* CONSIGNE
Reprenez l'extrait ci-dessous sur l'insécurité alimentaire et poursuivez-le à partir de sa dernière phrase.

* EXTRAIT DE TEXTE
►

L’analyse du corpus d’entrevues a permis de décrire le diktat de la nécessité à partir des impératifs économiques et moraux formulés par les participant.e.s et de dégager les logiques d’action à partir desquelles les pratiques sont orientées.

Se limiter au minimum : un impératif économique

Les personnes vivant l’insécurité alimentaire font face à des difficultés économiques engendrant le manque de nourriture. Elles ne sont pas en mesure de subvenir à leurs besoins en achetant des produits à plein prix dans les épiceries. Pour elles, il est primordial de limiter leurs dépenses en sélectionnant les aliments en fonction de leur prix. Ceux-ci sont séparés en deux catégories : les produits permis et les produits luxueux[1].

Les produits permis sont ceux que les participant.e.s s’autorisent à acheter. Ils sont considérés comme indispensables, économiquement accessibles et irremplaçables par un autre moins dispendieux. En d’autres mots, ils permettent d’atteindre le minimum.

Participant 11 : Non, non j’fais pas d’liste. Euh… parce que la liste risquerait d’être trop longue, j’attends d’être rendu sur place, pis j’prends juste ce que j’ai besoin, le minimum. Le minimum, j’peux pas me permettre de prendre du luxe, c’est le minimum, y en a qui ont leur gros panier ben plein. Moi, tu me verras pas avec un panier ben plein d’même, c’est impossible.

Pour subvenir à ses besoins, ce participant doit limiter ses achats de produits en dépensant une somme d’argent prédéterminée.

Les produits luxueux sont décrits comme des objets de désir auxquels il faut renoncer pour des raisons économiques.

Participant 11 : J’aime pas aller à l’hôpital, j’aime pas aller à l’épicerie non plus. Moins on va à l’hôpital, mieux c’est. Moins on va à l’épicerie, moins ça coûte cher. On rigole, on rigole, mais c’est pas toujours drôle de se priver de choses qu’on aime tout le temps, mais on n’a pas le choix, on n’a pas le choix, on n’a pas le choix.

Ce participant trouve désagréable de faire les courses. Il y est exposé à une abondance de produits luxueux qui lui font prendre conscience des limites de son budget. Ces produits sont considérés comme une source de plaisir à laquelle il faut renoncer pour ne pas accroître la sévérité de l’insécurité alimentaire. Toutefois, ces privations peuvent être difficiles à supporter.

◄

Données de pointage
►

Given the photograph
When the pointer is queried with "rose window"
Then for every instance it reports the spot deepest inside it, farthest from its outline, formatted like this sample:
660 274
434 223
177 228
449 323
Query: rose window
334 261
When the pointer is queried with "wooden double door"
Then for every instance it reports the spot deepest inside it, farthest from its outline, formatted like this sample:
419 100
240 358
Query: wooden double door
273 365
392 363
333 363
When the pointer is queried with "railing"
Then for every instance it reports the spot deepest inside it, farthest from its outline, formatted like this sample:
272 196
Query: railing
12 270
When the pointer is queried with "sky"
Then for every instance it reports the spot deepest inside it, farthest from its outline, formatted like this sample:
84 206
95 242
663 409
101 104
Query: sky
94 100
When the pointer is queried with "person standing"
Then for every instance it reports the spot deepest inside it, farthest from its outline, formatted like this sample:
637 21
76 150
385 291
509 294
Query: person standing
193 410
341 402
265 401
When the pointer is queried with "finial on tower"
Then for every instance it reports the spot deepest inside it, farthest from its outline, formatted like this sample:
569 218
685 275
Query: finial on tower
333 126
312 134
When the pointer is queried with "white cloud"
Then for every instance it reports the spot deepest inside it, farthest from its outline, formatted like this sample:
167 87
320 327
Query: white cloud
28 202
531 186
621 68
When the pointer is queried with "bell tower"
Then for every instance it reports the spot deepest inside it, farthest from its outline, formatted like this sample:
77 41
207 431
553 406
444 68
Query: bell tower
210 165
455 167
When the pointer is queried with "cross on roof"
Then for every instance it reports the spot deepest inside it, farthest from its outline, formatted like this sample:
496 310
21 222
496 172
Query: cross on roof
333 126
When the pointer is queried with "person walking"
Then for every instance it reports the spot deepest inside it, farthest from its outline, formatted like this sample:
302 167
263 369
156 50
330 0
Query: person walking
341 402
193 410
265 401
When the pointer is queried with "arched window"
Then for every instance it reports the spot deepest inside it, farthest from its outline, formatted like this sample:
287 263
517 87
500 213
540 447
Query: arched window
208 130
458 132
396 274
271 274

◄

* PROBLÈME RÉSOLU
La distinction entre produits permis et luxueux met en évidence que les personnes qui font face à l’insécurité alimentaire doivent se limiter au minimum. Cette obligation est vécue comme une privation à laquelle il est impossible d’échapper en raison de contraintes économiques.

La norme de la responsabilité économique : un impératif normatif

Limiter les achats aux produits permis est décrit comme un comportement économiquement responsable et moralement acceptable, alors que l’achat de produits luxueux est jugé répréhensible. Ainsi, les stratégies d’adaptation sont orientées non seulement par un impératif économique, mais aussi par un impératif normatif : la norme de la responsabilité économique.

Les jugements portés sur les autres personnes qui ont recours à l’aide alimentaire révèlent le caractère normatif des stratégies d’adaptation. Celles faisant l’acquisition de produits luxueux sont jugées responsables de leur pauvreté.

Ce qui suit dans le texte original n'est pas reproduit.